__Aufgaben__.
**1)** Übersetze den Satz „Auch Shaimaa sieht nach wie vor Probleme.“ aus dem Textauszug über Frauen im Sport ins Englische.
**2)** Wer ist laut dem Textauszug über Frauen im Sport der engagierte Minister für Sport?
**3)** Setze den Textauszug über Frauen im Sport nach seinem letzten Satz fort.

Auch Shaimaa sieht nach wie vor Probleme. Vor allem in den Köpfen der Menschen, sagt sie, nach deren Vorstellung Mädchen nicht so gut im Sport sind wie Jungs, weniger dafür geeignet, aus körperlichen und auch moralischen Gründen. Das müsse sich ändern. Zudem, sagt sie, sei die Bürokratie der Funktionärsebenen selbst in Ländern mit höherer Frauenbeteiligung eine Katastrophe – „Die haben einfach eine Ahnung von Sport. Wir brauchen Funktionäre, die etwas von Sport verstehen und einsehen, dass es etwas Wunderbares sowohl für Männer als auch für Frauen ist, ihr Land bei solchen Wettkämpfen wie der Olympiade zu repräsentieren. Sport ist sehr wichtig für einen modernen Staat.“
Mujtaba erklärt, dass ihm persönlich die Bewegungen im Inland sehr viel mehr bedeuten als die Wahrnehmung im Ausland, dass es wichtig sei zu sehen, dass es mit Prinz Nawaf bin Faisal einen sehr engagierten Minister für Sport gäbe, der sich unter anderem auch für den Sportunterricht an Mädchenschulen einsetzt.

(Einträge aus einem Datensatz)

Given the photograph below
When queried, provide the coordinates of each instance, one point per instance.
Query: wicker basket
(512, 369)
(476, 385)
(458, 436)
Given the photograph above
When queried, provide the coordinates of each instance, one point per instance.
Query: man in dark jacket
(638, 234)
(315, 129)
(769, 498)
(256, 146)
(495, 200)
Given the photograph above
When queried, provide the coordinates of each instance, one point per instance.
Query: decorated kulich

__Antworten pro Aufgabe__.
**1)** Shaimaa, too, still sees problems.

**2)** Prinz Nawaf bin Faisal.

**3)**
Auf Jaafars Frage, warum die Bewegungen immer nur von außen zu kommen scheinen, sage ich, dass es durchaus Bewegungen von innen gibt, wie zum Beispiel die Bewegung um Manal al-Sharif, dass nur alles eben sehr viel langsamer und zögerlicher geht. Man darf, und das ist ganz fest meine Meinung, den Druck nicht unterschätzen, der durch den starken Familienapparat, durch die Regierung, die Religionspolizei und die Gesellschaft entsteht. Diese Strukturen erfordern schlicht eine vollkommen andere Protestkultur und eine ganz andere Form von Erneuerungsgeist und Erfindertum als wir ihn hier in Europa gewohnt sind. Und man muss respektieren, dass es eben langsamer geht, gleichzeitig aber auch nicht aus den Augen verlieren, dass Veränderung nur durch Standhaftigkeit entsteht – steter Tropfen höhlt den Stein.
Auf die Frage nach den persönlichen Erfahrungen kann ich nur sagen, dass alle saudischen Frauen, die ich kenne, eben im Rahmen ihrer Möglichkeiten versuchen, Sport zu treiben, wenn sie es möchten, aber eben auch am Hauptvirus des Landes kranken – Bequemlichkeit.
Shaimaa und ich visionieren dann noch darüber, dass man sich von dem vorgeschobenen Grund, muslimische Mädchen könnten wegen der Kleidung keinen Sport treiben, auf gar keinen Fall zurück halten lassen sollte. In einer Welt, in der Lady GaGa ein Kleid aus Steaks trägt, muss es doch möglich sein, Sportkleidung zu designen, die sowohl zweckmäßig und sicher wie auch vereinbar mit islamischen Maßgaben ist.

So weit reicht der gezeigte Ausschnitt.